— PROBLEMAS E TAREFAS —
[a] Retorne, do trecho sobre o incêndio da Vila Socó, a parte que vai de "Trinta anos depois" a "de segurança nacional.", sem nenhuma alteração.
[b] Segundo o trecho sobre o incêndio da Vila Socó, quantos litros de gasolina vazaram do duto da Petrobras?
[c] Liste as pessoas mencionadas pelo nome no trecho sobre o incêndio da Vila Socó, excluindo aquela cujo nome aparece apenas na denominação da comissão estadual.

— TRECHO CITADO —
☆ ☆ ☆ ☆
Trinta anos depois do trágico incêndio que atingiu a antiga Vila Socó, em Cubatão, no litoral de São Paulo, a Comissão da Verdade do Estado de São Paulo “Rubens Paiva”, se debruça sobre o episódio ocorrido em 24 de fevereiro de 1984, que deixou um número de mortos e desaparecidos até hoje não devidamente esclarecidos. O incêndio que teve o maior número de vítimas fatais no Brasil, ocorreu em uma área de segurança nacional.
O desastre ocorreu após o vazamento de 700 mil litros de gasolina de um duto da Petrobras que passava sob as palafitas da favela, onde, à época, moravam seis mil pessoas. O número oficial apresentado pela Petrobras, dirigida por Sigheaki Ueki foi de 93 mortos. Porém, de acordo com investigação feita pelo Ministério Público, o número seria de 508 mortos, “podendo chegar a 700”, afirma Dojival Vieira, da Comissão da Verdade da OAB de Cubatão, que era vereador da cidade quando do ocorrido. Após o incêndio, Vieira ouviu de um morador sobrevivente o seguinte pedido: “Não permita que nossa história vire cinza”. Vieira relata que na época a população não acreditou no número oficial de mortos. “Sempre se soube que esse número seria maior”.
Suspeita-se que o governo militar, que à época tinha como presidente o general João Batista Figueiredo fez uma “Operação Abafa”, para reduzir o número de mortos e o impacto da tragédia. “Obviamente que isso foi feito para reduzir a repercussão no âmbito interno e internacional, já que era uma empresa estatal gerida pelo governo militar”. Entre os presentes na audiência realizada pela Comissão da Verdade de SP, estará um sobrevivente, que trabalhou no resgate dos corpos do incêndio: “Essa testemunha afirma que foram colocados de três a quatro corpos em cada caixão. Isso confirma o que viemos dizendo ao longo desses 30 anos. Que houve, de fato, a manipulação do número de mortos para reduzir o impacto das tragédias. Ou seja, o número foi muito maior, mas ninguém foi punido”, esclarece Vieira.
☆ ☆ ☆ ☆
— INFORMAÇÕES FORNECIDAS —
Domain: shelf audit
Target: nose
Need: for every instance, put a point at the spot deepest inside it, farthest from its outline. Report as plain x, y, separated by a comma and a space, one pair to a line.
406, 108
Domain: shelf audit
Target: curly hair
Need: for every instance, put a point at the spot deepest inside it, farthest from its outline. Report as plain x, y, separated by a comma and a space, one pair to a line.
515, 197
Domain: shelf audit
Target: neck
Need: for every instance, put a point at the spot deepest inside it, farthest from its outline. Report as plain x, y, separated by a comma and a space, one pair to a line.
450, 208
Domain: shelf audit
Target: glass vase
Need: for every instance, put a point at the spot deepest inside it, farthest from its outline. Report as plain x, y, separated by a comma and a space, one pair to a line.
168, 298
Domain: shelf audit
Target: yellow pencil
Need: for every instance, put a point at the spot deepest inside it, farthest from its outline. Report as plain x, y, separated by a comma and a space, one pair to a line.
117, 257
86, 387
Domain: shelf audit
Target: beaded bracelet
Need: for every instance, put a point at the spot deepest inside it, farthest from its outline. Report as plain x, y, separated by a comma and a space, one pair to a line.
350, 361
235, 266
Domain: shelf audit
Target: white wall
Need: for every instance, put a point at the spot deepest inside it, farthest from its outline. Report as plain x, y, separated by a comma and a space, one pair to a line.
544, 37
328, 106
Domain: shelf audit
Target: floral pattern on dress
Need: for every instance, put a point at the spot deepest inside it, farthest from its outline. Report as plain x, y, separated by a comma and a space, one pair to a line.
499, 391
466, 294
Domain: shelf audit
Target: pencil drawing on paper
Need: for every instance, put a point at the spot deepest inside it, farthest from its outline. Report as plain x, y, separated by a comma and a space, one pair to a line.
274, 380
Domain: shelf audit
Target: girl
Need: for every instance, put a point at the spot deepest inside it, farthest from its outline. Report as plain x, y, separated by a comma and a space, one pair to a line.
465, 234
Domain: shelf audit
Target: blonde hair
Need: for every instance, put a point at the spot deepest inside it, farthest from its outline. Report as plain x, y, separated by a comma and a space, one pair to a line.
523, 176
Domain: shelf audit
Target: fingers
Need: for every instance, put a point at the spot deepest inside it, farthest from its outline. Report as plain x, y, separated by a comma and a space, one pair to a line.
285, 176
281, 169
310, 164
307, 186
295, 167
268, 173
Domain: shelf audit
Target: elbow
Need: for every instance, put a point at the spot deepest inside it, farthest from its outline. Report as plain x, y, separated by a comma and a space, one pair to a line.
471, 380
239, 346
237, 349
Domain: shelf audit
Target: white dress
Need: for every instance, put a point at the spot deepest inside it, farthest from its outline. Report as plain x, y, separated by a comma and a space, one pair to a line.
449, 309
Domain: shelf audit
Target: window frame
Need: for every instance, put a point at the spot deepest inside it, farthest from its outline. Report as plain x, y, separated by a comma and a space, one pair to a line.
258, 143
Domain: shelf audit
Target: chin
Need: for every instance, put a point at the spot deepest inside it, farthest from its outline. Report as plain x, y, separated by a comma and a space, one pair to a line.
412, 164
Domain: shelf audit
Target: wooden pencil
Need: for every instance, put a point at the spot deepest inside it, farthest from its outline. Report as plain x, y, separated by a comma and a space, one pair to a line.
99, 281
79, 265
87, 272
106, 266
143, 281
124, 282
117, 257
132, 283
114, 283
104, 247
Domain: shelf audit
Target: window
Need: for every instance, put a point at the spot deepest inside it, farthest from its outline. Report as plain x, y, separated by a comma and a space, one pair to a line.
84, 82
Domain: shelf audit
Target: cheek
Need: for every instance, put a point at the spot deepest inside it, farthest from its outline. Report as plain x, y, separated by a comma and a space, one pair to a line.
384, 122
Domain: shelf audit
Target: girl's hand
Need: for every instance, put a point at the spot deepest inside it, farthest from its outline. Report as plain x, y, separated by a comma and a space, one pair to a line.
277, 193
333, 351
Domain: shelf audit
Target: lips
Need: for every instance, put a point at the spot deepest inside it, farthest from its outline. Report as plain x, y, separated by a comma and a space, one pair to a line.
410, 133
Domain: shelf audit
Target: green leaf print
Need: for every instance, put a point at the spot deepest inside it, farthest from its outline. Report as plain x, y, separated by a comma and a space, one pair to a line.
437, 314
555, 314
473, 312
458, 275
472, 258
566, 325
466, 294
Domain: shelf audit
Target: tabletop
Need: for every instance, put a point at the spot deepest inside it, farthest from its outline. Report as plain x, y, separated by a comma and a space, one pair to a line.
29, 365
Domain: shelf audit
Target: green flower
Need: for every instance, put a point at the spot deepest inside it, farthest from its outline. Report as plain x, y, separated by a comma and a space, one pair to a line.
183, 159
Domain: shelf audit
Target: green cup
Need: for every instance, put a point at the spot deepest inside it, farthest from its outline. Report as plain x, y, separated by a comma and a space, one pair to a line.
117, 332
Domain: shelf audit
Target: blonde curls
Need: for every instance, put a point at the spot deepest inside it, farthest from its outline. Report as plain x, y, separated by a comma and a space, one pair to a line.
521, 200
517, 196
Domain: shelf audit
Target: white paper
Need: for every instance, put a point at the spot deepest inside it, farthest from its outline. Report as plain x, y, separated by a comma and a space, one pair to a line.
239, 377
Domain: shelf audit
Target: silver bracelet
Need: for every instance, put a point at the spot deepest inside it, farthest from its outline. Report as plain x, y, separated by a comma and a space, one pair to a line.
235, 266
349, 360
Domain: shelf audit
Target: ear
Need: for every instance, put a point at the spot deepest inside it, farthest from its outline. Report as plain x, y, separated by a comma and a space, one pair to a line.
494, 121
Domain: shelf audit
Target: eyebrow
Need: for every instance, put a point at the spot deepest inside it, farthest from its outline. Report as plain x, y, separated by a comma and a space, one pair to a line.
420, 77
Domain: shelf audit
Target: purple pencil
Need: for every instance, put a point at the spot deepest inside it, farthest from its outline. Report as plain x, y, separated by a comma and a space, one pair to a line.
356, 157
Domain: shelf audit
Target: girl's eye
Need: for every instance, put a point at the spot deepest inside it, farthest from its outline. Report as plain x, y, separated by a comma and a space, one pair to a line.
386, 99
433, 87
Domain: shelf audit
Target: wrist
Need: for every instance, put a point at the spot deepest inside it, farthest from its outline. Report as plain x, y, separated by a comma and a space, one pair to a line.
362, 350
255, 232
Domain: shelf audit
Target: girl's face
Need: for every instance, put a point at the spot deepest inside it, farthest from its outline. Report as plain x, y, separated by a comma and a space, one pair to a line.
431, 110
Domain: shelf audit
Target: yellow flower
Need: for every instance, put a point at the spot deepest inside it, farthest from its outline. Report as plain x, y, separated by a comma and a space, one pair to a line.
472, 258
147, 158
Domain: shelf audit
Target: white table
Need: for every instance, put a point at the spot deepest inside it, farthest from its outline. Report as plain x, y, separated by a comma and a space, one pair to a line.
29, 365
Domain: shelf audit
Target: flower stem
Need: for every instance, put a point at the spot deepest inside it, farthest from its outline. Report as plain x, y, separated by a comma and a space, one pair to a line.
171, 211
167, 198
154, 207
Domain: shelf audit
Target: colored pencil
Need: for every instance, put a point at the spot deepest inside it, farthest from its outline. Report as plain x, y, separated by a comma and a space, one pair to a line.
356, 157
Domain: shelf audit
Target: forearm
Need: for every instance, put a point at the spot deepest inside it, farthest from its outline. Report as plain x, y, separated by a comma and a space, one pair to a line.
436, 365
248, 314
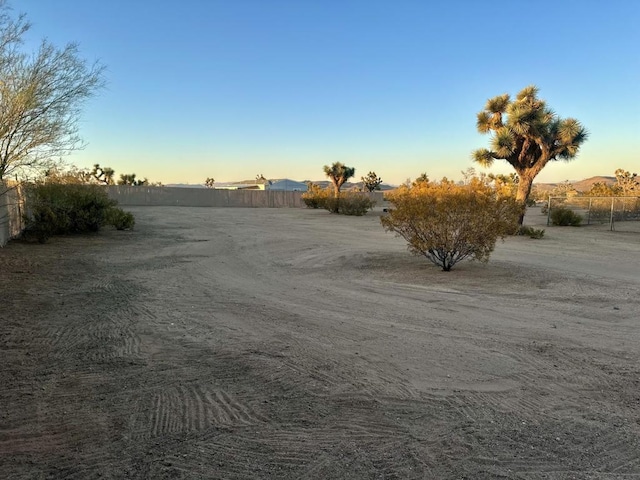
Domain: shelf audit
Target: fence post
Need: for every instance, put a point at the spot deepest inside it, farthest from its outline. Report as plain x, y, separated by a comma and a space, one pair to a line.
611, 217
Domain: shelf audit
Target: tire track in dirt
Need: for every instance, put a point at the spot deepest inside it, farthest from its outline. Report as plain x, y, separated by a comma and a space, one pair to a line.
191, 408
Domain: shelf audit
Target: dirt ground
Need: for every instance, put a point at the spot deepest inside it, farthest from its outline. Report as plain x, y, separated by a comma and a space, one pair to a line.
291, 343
☆ ☆ ☆ ☆
— SOLUÇÕES POR TAREFA —
[a]
Trinta anos depois do trágico incêndio que atingiu a antiga Vila Socó, em Cubatão, no litoral de São Paulo, a Comissão da Verdade do Estado de São Paulo “Rubens Paiva”, se debruça sobre o episódio ocorrido em 24 de fevereiro de 1984, que deixou um número de mortos e desaparecidos até hoje não devidamente esclarecidos. O incêndio que teve o maior número de vítimas fatais no Brasil, ocorreu em uma área de segurança nacional.

[b] 700 mil litros.

[c]
Sigheaki Ueki
Dojival Vieira
João Batista Figueiredo